Task description: Transcribe each record below character for character.

______

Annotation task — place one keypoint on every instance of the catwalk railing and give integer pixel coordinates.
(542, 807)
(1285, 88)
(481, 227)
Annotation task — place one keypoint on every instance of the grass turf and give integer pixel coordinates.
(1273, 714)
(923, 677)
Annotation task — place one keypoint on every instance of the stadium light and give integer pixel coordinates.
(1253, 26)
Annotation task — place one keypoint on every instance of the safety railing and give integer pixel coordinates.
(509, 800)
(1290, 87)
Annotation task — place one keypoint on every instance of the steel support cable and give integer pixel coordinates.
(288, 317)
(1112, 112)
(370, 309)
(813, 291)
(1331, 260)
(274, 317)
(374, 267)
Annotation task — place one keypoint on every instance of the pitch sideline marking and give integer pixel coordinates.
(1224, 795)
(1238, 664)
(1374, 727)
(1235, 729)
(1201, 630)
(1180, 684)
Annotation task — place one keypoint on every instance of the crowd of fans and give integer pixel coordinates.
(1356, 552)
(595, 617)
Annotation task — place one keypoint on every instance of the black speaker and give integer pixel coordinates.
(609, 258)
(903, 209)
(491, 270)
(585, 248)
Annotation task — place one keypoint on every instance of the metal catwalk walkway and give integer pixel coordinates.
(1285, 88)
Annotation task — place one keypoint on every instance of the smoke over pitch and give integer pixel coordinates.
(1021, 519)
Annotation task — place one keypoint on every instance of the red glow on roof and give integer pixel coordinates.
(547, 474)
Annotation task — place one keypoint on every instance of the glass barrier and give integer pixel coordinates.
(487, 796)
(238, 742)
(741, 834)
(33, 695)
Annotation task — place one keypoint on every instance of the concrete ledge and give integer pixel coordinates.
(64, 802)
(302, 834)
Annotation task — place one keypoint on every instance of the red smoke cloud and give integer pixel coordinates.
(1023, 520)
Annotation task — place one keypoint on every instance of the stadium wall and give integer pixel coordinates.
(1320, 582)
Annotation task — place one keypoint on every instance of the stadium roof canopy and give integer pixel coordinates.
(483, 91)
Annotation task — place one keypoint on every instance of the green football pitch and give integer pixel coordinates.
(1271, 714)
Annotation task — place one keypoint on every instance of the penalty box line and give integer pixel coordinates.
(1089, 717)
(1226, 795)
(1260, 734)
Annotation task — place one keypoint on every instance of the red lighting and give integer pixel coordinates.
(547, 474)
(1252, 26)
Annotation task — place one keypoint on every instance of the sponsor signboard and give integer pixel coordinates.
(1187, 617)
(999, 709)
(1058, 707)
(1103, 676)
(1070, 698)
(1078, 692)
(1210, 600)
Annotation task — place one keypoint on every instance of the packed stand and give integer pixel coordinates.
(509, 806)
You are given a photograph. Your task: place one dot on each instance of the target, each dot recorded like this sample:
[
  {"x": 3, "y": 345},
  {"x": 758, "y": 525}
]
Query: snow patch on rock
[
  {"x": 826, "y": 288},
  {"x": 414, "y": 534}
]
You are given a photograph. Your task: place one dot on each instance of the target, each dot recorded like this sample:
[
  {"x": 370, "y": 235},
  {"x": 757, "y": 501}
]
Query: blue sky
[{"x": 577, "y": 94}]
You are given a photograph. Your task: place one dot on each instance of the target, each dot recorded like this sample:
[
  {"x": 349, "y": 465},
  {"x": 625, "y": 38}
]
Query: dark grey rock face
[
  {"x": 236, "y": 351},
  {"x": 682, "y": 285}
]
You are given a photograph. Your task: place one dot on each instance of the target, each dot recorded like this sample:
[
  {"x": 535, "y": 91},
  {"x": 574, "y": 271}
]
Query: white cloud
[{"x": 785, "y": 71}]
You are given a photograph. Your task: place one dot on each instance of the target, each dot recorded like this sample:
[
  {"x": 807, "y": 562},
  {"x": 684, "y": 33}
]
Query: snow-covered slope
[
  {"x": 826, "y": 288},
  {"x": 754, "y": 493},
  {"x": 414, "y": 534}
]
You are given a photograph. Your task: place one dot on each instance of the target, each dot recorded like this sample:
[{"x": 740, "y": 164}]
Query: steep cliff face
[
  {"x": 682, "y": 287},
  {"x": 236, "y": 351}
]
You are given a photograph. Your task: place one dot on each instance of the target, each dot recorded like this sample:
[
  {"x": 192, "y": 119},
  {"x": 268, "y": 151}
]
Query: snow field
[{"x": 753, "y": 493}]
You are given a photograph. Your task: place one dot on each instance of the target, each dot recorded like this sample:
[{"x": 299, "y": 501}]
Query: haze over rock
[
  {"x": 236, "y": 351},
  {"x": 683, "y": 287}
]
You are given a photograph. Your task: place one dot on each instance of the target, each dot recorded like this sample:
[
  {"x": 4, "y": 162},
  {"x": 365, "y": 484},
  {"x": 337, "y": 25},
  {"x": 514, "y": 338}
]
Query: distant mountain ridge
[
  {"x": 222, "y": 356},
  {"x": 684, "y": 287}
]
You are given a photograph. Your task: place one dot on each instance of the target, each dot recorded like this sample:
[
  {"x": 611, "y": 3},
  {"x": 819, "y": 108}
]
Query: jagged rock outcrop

______

Task answer:
Annotation task — place one keypoint on every instance of the catwalk railing and give integer pixel coordinates.
(542, 807)
(1285, 88)
(481, 227)
Annotation task — place one keypoint on every instance of the grass turf and give integer pixel coordinates.
(1273, 714)
(923, 677)
Annotation task — place one keypoint on every instance of the stadium light and give integer pixel coordinates.
(1253, 26)
Annotation task — place one keypoint on every instance of the safety railing and give integer pixel coordinates.
(509, 800)
(1290, 87)
Annotation task — place one keypoint on every instance of the steel support cable and give integer pixel coordinates.
(288, 317)
(1112, 112)
(370, 309)
(813, 291)
(1331, 260)
(274, 317)
(374, 267)
Annotation task — place one keypoint on every instance of the pitch sideline marking and give integer pixel coordinates.
(1224, 795)
(1238, 664)
(1374, 727)
(1235, 729)
(1201, 630)
(1180, 684)
Annotation task — place one keypoint on every instance of the crowd of fans and give integer pixel coordinates.
(1356, 552)
(595, 617)
Annotation task — place one keypoint on every instance of the black speaker and give integer pixel coordinates.
(609, 258)
(903, 209)
(491, 270)
(585, 248)
Annotation task — place one keypoint on every instance of the metal catwalk walkway and give integer pixel coordinates.
(1285, 88)
Annotation task — place one keypoint on every instance of the smoke over pitch and give integer pixel coordinates.
(1021, 519)
Annotation task — place one keypoint on every instance of the red glow on roof and give integer pixel coordinates.
(547, 474)
Annotation task — place one keypoint on every instance of the glass barrier and give integer pixel coordinates.
(487, 796)
(238, 742)
(741, 834)
(33, 695)
Annotation task — place one keypoint on every instance of the concrete ledge and give integer pixel coordinates.
(64, 802)
(302, 834)
Annotation task — place one keypoint on every instance of the red smoke cloud and give integer pixel coordinates.
(1023, 520)
Annotation task — place one keypoint on every instance of the stadium wall and give integer pixel coordinates.
(1320, 582)
Annotation task — place one keypoint on every instance of the stadium roof canopy and give integer pixel coordinates.
(483, 91)
Annotation task — place one keypoint on every instance of the green football pitch and give integer pixel coordinates.
(1271, 714)
Annotation task — place one keypoint on every instance of the penalty box line and give integer pixel coordinates.
(1089, 717)
(1226, 795)
(1260, 734)
Annotation task — place one keypoint on every instance of the red lighting and give integer pixel coordinates.
(547, 474)
(1252, 26)
Annotation task — place one keypoint on every instance of the sponsor signboard and give integer pixel coordinates.
(1187, 617)
(999, 709)
(1058, 707)
(1103, 676)
(1070, 698)
(1078, 692)
(1210, 600)
Annotation task — place one keypoint on every instance of the packed stand and give integer pixel coordinates.
(509, 806)
You are given a photograph. Your task: place one dot on each instance of the target, each dot recorded like this sample:
[
  {"x": 3, "y": 345},
  {"x": 758, "y": 525}
]
Query: snow patch on rock
[
  {"x": 826, "y": 288},
  {"x": 414, "y": 534}
]
You are given a photograph. Your task: place one dot on each instance of the target, each dot recorded like this sample:
[
  {"x": 370, "y": 235},
  {"x": 757, "y": 501}
]
Query: blue sky
[{"x": 577, "y": 94}]
You are given a photograph. Your task: place one dot on each instance of the target, each dot recorded like this sample:
[
  {"x": 349, "y": 465},
  {"x": 625, "y": 38}
]
Query: dark grey rock face
[
  {"x": 236, "y": 351},
  {"x": 682, "y": 285}
]
You are given a photograph. Your task: place one dot on each instance of the target, each dot recorded like this sample:
[
  {"x": 535, "y": 91},
  {"x": 574, "y": 271}
]
Query: white cloud
[{"x": 785, "y": 71}]
You are given a photograph. Your task: place one dot on each instance of the target, each dot recorded like this sample:
[
  {"x": 807, "y": 562},
  {"x": 684, "y": 33}
]
Query: snow-covered slope
[
  {"x": 826, "y": 288},
  {"x": 754, "y": 493},
  {"x": 414, "y": 534}
]
You are given a photograph. Your task: place one dot on each instance of the target, each dot recorded like this sample:
[{"x": 740, "y": 164}]
Query: steep cliff face
[
  {"x": 682, "y": 287},
  {"x": 236, "y": 351}
]
You are given a photograph. Your task: place one dot on each instance of the target, each dot recorded like this sample:
[
  {"x": 192, "y": 119},
  {"x": 268, "y": 151}
]
Query: snow field
[{"x": 753, "y": 493}]
You are given a photograph. Your task: place one dot on each instance of the target, each dot recorded like this sample:
[{"x": 299, "y": 501}]
Query: haze over rock
[
  {"x": 236, "y": 351},
  {"x": 683, "y": 287}
]
You are given a photograph. Your task: place one dot on each instance of the target, each dot recorded like this sample:
[
  {"x": 4, "y": 162},
  {"x": 365, "y": 484},
  {"x": 337, "y": 25},
  {"x": 514, "y": 338}
]
Query: distant mountain ridge
[
  {"x": 222, "y": 356},
  {"x": 684, "y": 287}
]
You are given a photograph. Your task: place one dot on each instance of the target, each dot recorded like this sample:
[
  {"x": 611, "y": 3},
  {"x": 819, "y": 108}
]
Query: jagged rock outcrop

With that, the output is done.